Print the listing below exactly.

━━ The input ━━

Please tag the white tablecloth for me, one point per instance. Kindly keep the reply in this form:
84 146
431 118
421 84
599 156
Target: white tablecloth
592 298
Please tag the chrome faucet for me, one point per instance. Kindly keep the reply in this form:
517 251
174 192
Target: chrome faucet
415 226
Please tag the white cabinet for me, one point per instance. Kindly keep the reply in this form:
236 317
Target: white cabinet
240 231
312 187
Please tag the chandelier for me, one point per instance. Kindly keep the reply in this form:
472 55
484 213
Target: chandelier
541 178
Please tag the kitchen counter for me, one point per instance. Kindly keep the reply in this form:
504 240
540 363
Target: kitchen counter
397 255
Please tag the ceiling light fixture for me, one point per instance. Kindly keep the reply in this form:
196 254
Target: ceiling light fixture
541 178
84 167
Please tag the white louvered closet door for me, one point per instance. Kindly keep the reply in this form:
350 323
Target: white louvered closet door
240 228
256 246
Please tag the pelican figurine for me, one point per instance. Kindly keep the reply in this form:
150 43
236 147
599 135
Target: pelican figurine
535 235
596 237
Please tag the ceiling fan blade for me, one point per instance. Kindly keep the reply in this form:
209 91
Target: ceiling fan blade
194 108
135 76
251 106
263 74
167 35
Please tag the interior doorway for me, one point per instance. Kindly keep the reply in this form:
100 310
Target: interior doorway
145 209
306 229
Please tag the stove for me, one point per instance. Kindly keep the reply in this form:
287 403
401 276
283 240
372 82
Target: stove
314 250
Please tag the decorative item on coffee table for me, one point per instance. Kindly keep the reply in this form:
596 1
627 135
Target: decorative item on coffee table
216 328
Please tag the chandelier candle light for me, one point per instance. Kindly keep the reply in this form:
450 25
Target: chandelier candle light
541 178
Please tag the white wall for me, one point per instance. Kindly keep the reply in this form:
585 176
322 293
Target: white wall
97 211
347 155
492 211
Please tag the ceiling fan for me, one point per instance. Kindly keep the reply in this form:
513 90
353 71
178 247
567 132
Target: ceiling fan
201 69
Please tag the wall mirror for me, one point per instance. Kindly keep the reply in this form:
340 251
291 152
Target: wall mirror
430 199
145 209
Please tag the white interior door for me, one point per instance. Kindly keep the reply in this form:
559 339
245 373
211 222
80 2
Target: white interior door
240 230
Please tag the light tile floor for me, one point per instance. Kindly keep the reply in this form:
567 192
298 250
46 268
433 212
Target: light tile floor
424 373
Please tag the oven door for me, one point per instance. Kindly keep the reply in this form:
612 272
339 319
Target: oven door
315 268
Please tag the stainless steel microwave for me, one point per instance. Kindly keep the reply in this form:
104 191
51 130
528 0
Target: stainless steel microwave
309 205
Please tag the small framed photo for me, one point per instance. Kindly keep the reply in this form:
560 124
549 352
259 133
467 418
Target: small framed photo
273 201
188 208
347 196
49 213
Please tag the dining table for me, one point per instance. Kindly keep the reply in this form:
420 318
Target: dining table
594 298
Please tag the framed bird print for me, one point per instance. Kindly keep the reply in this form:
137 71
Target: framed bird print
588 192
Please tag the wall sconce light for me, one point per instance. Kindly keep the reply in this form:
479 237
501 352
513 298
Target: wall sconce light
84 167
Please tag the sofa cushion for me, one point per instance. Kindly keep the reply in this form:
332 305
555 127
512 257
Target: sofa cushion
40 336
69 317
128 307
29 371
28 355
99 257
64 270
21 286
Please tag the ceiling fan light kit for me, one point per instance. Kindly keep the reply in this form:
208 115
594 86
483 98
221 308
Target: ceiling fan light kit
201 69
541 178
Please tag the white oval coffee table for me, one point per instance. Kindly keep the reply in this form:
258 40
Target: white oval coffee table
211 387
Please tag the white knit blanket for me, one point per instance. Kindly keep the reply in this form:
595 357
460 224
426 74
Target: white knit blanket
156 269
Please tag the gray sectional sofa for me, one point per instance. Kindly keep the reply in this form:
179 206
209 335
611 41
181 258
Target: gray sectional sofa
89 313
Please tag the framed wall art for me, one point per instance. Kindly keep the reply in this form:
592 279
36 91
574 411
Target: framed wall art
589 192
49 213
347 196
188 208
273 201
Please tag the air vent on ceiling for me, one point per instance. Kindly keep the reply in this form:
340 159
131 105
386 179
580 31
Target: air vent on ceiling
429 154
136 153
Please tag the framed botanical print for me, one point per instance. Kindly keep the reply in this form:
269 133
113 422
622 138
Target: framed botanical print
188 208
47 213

━━━

**Correct response:**
Please tag the white tablecloth for me, one point per instance. Kindly keep the reply in this form:
84 146
431 118
421 84
599 156
Target: white tablecloth
592 298
Please tag the chrome faucet for me, one point per instance. Kindly keep the reply in this form:
517 251
174 192
Target: chrome faucet
415 226
Please tag the white cabinet for me, one point per instance. Kindly keep the reply in this form:
236 317
Target: white cabinet
240 231
312 187
Please tag the chandelier for me, one point per instance. Kindly keep the reply in this form:
472 55
484 213
Target: chandelier
541 178
Please tag the kitchen counter for me, one point per instance. Kindly keep the reply in this form:
504 240
540 363
Target: kitchen counter
397 255
Please tag the ceiling light fixture for me, one point per instance. Kindly keep the reply in this form:
196 254
Target: ceiling light fixture
541 178
84 167
Please tag the white louvered closet door for me, one point per instance. Kindly keep the reply in this form:
350 323
Target: white louvered closet door
240 228
256 246
Please tag the pelican figurine for me, one point per instance. Kindly keep the reply in this form:
150 43
236 147
599 135
Target: pelican figurine
535 235
596 237
Please tag the ceiling fan blade for me, one point per instance. Kindly keep the reply in this form:
209 91
Target: ceiling fan blade
194 108
135 76
251 106
263 74
167 35
Please tag the interior doorway for me, one point per instance. Kindly keep the reply in this form:
100 310
Target: interior doorway
145 209
306 229
Please tag the stove for me, one point per instance. Kindly keep the reply in this form:
287 403
401 276
283 240
372 82
Target: stove
314 250
Please tag the decorative item on coffee table for me, one point per instance. Kindly keep the reply in this form:
596 1
627 135
Target: decorative item on coffee table
216 328
Please tag the chandelier candle light for me, one point per instance. Kindly keep the reply in this form:
450 25
Target: chandelier candle light
541 178
Please tag the white wall for me, one point per instance. Kindly keep the reply in this form:
585 176
322 293
Target: white wall
97 211
347 155
492 211
Please tag the ceiling fan for me, one point per instance. Kindly keep the reply in this form:
513 90
353 71
178 247
567 132
Target: ceiling fan
201 69
Please tag the wall mirror for me, one point per instance. Kindly keep the reply in this form:
340 251
291 152
Target: wall mirror
430 199
145 209
Please tag the white interior door for me, one point per instance. Kindly keep the reply in this form:
559 339
245 373
211 222
80 2
Target: white interior door
240 230
Please tag the light tile floor for me, one point per instance. Kindly keep the reply in this form:
567 192
298 250
46 268
433 212
Target: light tile floor
424 373
Please tag the oven door for me, one point per instance. Kindly keep the reply in this form:
612 272
339 319
Target: oven door
315 268
Please tag the stainless steel microwave for me, one point per instance. Kindly keep the reply in this form:
104 191
51 130
528 0
Target: stainless steel microwave
309 205
Please tag the small framed photo for me, one point per instance. Kindly keep the reply in this form:
560 124
549 352
259 133
467 418
Target: small framed photo
273 201
188 208
347 196
49 213
Please tag the dining table for me, one point per instance. Kindly keep the reply in this form:
420 318
Target: dining table
594 298
Please tag the framed bird print for me, one point per instance. Kindly keep the reply in this form:
137 71
Target: framed bird print
588 192
Please tag the wall sconce light for me, one point per instance. Kindly keep the reply in this form:
479 237
501 352
513 298
Target: wall sconce light
84 167
Please tag the sofa cushion for me, one point per instance. Kindly keep the reply in this form:
332 305
555 127
512 257
Target: sofa cushion
40 336
69 317
128 307
29 371
28 355
99 257
64 270
21 286
Please tag the ceiling fan light kit for me, one point per instance. Kindly keep the reply in this form:
208 115
594 86
483 98
221 308
Target: ceiling fan light kit
201 69
541 178
Please tag the white oval coffee table for me, one point per instance. Kindly keep the reply in this form:
258 40
Target: white oval coffee table
211 387
Please tag the white knit blanket for me, one point per instance. Kindly keep the reply in this form:
595 357
460 224
426 74
Target: white knit blanket
156 269
Please tag the gray sectional sofa for me, one point per instance. Kindly keep the reply in this form:
179 206
209 335
611 41
181 258
Target: gray sectional sofa
89 313
Please tag the framed wall art for me, one point per instance. Kindly keep the reply in this form:
592 279
36 91
574 411
Target: framed wall art
589 192
49 213
347 196
188 208
273 201
Please tag the air vent on ceiling for me, one point per instance. Kindly keep the reply in this form:
340 159
131 105
386 179
580 31
Target: air vent on ceiling
429 154
136 153
Please tag the framed botanical print for me, one point per instance. Kindly keep the reply in this form:
269 133
113 422
622 138
Target: framed botanical print
188 208
47 213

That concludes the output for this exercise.